**** DATA FOR THIS EXERCISE ****
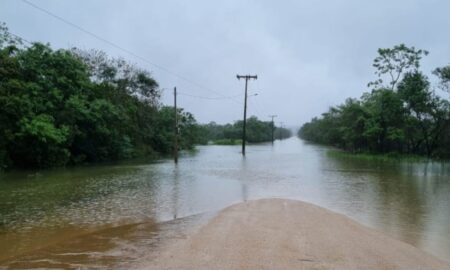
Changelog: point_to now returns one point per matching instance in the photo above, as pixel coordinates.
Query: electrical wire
(198, 85)
(207, 98)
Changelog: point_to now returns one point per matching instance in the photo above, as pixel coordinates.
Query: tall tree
(394, 62)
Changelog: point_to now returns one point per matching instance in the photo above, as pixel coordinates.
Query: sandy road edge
(288, 234)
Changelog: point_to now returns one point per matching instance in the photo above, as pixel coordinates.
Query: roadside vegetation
(401, 115)
(230, 134)
(64, 107)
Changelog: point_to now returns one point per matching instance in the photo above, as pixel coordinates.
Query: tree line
(257, 131)
(402, 113)
(63, 107)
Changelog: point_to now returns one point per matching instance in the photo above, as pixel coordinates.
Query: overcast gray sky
(308, 55)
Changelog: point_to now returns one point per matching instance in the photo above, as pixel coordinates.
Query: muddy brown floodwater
(112, 216)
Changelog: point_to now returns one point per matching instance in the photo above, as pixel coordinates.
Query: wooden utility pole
(244, 135)
(281, 130)
(273, 126)
(175, 139)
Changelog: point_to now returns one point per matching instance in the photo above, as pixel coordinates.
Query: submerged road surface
(287, 234)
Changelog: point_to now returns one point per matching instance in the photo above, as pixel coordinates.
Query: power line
(20, 38)
(208, 98)
(121, 48)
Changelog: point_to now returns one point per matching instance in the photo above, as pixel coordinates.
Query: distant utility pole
(281, 130)
(175, 139)
(273, 125)
(244, 135)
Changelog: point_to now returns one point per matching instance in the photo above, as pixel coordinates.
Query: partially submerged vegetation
(60, 107)
(400, 116)
(66, 107)
(257, 131)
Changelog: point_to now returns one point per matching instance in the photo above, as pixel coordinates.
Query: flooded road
(111, 216)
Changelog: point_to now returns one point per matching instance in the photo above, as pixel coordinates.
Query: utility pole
(281, 130)
(273, 126)
(244, 135)
(175, 143)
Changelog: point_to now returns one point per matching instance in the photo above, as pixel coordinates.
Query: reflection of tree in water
(396, 199)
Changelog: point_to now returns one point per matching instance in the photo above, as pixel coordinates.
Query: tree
(394, 62)
(444, 75)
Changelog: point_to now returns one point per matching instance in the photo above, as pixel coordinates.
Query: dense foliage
(402, 115)
(61, 107)
(257, 131)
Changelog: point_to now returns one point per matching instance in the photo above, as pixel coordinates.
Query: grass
(227, 142)
(377, 157)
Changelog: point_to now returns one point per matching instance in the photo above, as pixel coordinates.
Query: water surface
(112, 215)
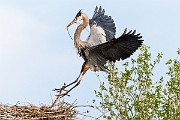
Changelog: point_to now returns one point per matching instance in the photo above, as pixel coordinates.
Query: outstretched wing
(118, 48)
(102, 27)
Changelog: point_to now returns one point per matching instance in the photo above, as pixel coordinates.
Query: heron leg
(84, 69)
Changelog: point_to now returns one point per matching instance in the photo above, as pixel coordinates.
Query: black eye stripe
(78, 14)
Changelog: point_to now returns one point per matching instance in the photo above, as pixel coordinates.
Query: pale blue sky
(37, 55)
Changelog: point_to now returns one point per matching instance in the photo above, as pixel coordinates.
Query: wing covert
(105, 22)
(118, 48)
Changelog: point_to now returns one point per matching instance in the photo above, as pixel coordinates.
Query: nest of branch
(62, 111)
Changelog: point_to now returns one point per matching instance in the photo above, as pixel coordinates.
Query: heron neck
(77, 39)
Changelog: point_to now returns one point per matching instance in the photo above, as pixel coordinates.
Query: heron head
(77, 18)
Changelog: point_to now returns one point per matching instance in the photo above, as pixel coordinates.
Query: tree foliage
(134, 93)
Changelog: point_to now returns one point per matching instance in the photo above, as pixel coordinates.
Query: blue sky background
(37, 55)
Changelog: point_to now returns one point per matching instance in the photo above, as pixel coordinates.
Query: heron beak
(70, 24)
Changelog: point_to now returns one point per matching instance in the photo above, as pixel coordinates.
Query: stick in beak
(70, 24)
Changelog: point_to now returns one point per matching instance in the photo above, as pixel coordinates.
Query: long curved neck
(77, 40)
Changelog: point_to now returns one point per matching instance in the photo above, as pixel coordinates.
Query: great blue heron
(101, 45)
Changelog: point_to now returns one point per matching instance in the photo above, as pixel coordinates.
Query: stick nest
****
**PROBLEM:**
Type out the data above once more, exactly, with no images included.

**RESPONSE:**
Changelog: point_to now returns one point per matching instance in the photo above, as pixel coordinates.
Query: electrical wire
(198, 85)
(207, 98)
Changelog: point_to now returns one point per matching instance in the photo above, as pixel coordinates.
Query: tall tree
(394, 62)
Changelog: point_to now returns one point per matching instance in the photo above, as pixel coordinates.
Query: sandy road edge
(288, 234)
Changelog: point_to now returns one point per matching instance in the photo above, as pixel coordinates.
Query: roadside vegetation
(401, 115)
(230, 134)
(64, 107)
Changelog: point_to now returns one point per matching instance in the photo above, as pixel coordinates.
Query: tree line
(257, 131)
(402, 113)
(63, 107)
Changelog: point_to now returns one point per matching instance in the photo above, as pixel coordinates.
Query: overcast gray sky
(308, 55)
Changelog: point_to now returns one point per matching instance in the photo above, as pixel coordinates.
Query: muddy brown floodwater
(112, 216)
Changelog: point_to now returns one point per matching instance in the photo above, as pixel coordinates.
Query: wooden utility pole
(244, 135)
(281, 130)
(273, 126)
(175, 139)
Changelog: point_to now returns one point per matching instance in the photo above, as pixel coordinates.
Query: submerged road surface
(287, 234)
Changelog: point_to now returns one point per matching instance in the photo above, as pixel coordinates.
Query: power line
(20, 38)
(208, 98)
(121, 48)
Changelog: point_to now returns one point per matching instance in the photo above, as pixel coordinates.
Query: distant utility pole
(281, 130)
(175, 139)
(273, 125)
(244, 135)
Changelog: point_to now returns one point per matching instance in the photo above, as pixel coordinates.
Query: partially submerged vegetation
(60, 107)
(400, 116)
(66, 107)
(257, 131)
Changelog: point_to now returns one point per matching instance in the photo above, as pixel coordinates.
Query: flooded road
(111, 216)
Changelog: point_to now returns one point per matching instance in the photo above, as pixel coordinates.
Query: utility pole
(281, 130)
(273, 126)
(244, 135)
(175, 143)
Changelog: point_to now returns one point per matching instance in the photo above, as pixel coordinates.
Query: reflection of tree in water
(396, 199)
Changelog: point_to now returns one point per matching instance in the photo above, as pixel coordinates.
Query: tree
(394, 62)
(444, 75)
Changelog: point_to now returns one point per matching instance in the photo above, as pixel coordinates.
Query: dense foliage
(402, 115)
(61, 107)
(257, 131)
Changelog: point_to now returns one point per matching instance in the photo above, as pixel coordinates.
Query: grass
(227, 142)
(377, 157)
Changelog: point_to now returns one point per matching instance in the photo above, as pixel coordinates.
Query: water surface
(112, 215)
Changelog: point_to now returns one point per matching instance in the photo above, as pixel coordinates.
Query: outstretched wing
(118, 48)
(102, 27)
Changelog: point_to now returns one point per matching instance in the photo above, as pixel coordinates.
Query: heron leg
(84, 69)
Changelog: point_to now returns one point per matching instance in the photo above, as pixel coordinates.
Query: black eye stripe
(78, 14)
Changelog: point_to now returns one point per matching instance in the photo above, as pixel coordinates.
Query: pale blue sky
(37, 55)
Changelog: point_to now returns one point per matching instance in the photo above, as pixel coordinates.
Query: wing covert
(105, 22)
(118, 48)
Changelog: point_to now returns one point per matching instance in the photo above, as pixel coordinates.
Query: nest of branch
(62, 111)
Changelog: point_to now returns one point per matching instance in the photo above, as pixel coordinates.
Query: heron neck
(77, 39)
Changelog: point_to now returns one point per matching instance in the photo above, as pixel coordinates.
Query: heron head
(77, 18)
Changelog: point_to now returns one point per matching instance in the photo above, as pixel coordinates.
Query: tree foliage
(134, 93)
Changelog: point_to now returns one point per matching instance in the photo above, as pixel coordinates.
Query: blue sky background
(37, 55)
Changelog: point_to now returns one point per matching instance in the photo above, as pixel coordinates.
Query: heron beak
(70, 24)
Changelog: point_to now returns one point per matching instance in the photo above, as pixel coordinates.
Query: stick in beak
(70, 24)
Changelog: point_to now returns one point per matching instance in the photo above, as pixel coordinates.
Query: long curved neck
(77, 40)
Changelog: point_to now returns one point per matching instance in the photo above, as pixel coordinates.
Query: great blue heron
(101, 45)
Changelog: point_to now returns one point per matching instance in the photo above, as pixel coordinates.
Query: stick nest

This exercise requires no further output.